**Work required:**
Every record below should be printed exactly, except for the pictures.
=== Begin Enclosure ===
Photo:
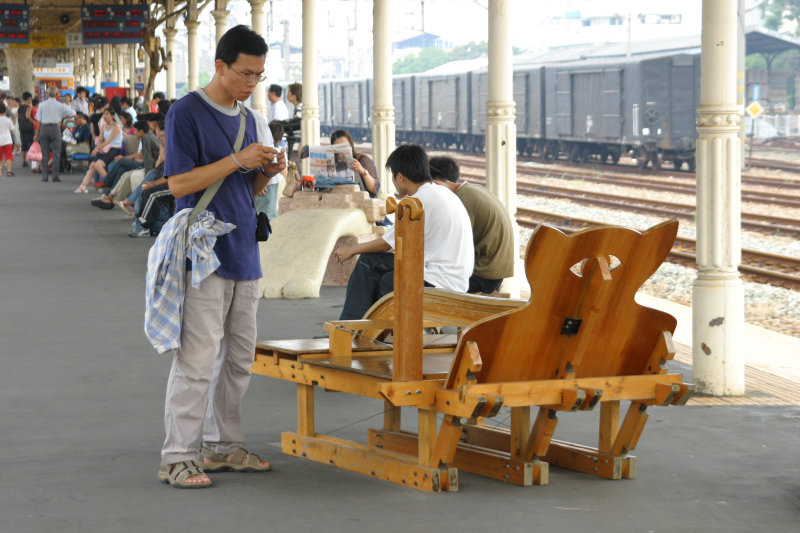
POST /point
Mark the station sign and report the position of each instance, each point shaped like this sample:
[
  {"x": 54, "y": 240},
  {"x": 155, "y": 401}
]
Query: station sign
[
  {"x": 75, "y": 40},
  {"x": 40, "y": 40},
  {"x": 15, "y": 23},
  {"x": 114, "y": 24}
]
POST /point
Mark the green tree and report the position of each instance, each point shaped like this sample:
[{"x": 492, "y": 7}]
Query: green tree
[{"x": 776, "y": 12}]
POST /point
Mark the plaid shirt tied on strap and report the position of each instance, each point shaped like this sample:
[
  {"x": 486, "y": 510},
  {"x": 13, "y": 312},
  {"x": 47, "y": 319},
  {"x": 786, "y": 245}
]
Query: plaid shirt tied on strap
[{"x": 166, "y": 271}]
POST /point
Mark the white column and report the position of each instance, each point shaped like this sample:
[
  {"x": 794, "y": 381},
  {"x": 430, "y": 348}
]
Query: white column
[
  {"x": 98, "y": 68},
  {"x": 169, "y": 35},
  {"x": 132, "y": 52},
  {"x": 718, "y": 297},
  {"x": 501, "y": 132},
  {"x": 221, "y": 18},
  {"x": 120, "y": 53},
  {"x": 309, "y": 124},
  {"x": 383, "y": 128},
  {"x": 191, "y": 33},
  {"x": 259, "y": 98},
  {"x": 87, "y": 61}
]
=== End Enclosure ===
**Exercise answer:**
Photo:
POST /point
Mark the station sign and report the position of each instance, each point shaped like this sample:
[
  {"x": 54, "y": 240},
  {"x": 155, "y": 401}
]
Query: station sign
[
  {"x": 75, "y": 40},
  {"x": 40, "y": 40},
  {"x": 15, "y": 23},
  {"x": 114, "y": 24}
]
POST /point
Mark the green tree and report the position of each instance, each point shaped like this sample:
[{"x": 492, "y": 7}]
Query: green tree
[{"x": 776, "y": 12}]
POST /point
Mark the plaid shirt tied on strap and report the position of each instance, each point shaped like this sample:
[
  {"x": 486, "y": 510},
  {"x": 13, "y": 312},
  {"x": 47, "y": 319},
  {"x": 786, "y": 245}
]
Query: plaid shirt tied on strap
[{"x": 166, "y": 271}]
POST /point
Mark the white column and report the position of each instance, each point shaped like this sample:
[
  {"x": 794, "y": 381},
  {"x": 430, "y": 348}
]
Query: white column
[
  {"x": 98, "y": 68},
  {"x": 169, "y": 35},
  {"x": 132, "y": 52},
  {"x": 718, "y": 297},
  {"x": 501, "y": 132},
  {"x": 221, "y": 18},
  {"x": 120, "y": 53},
  {"x": 309, "y": 124},
  {"x": 383, "y": 128},
  {"x": 191, "y": 33},
  {"x": 259, "y": 98},
  {"x": 87, "y": 61}
]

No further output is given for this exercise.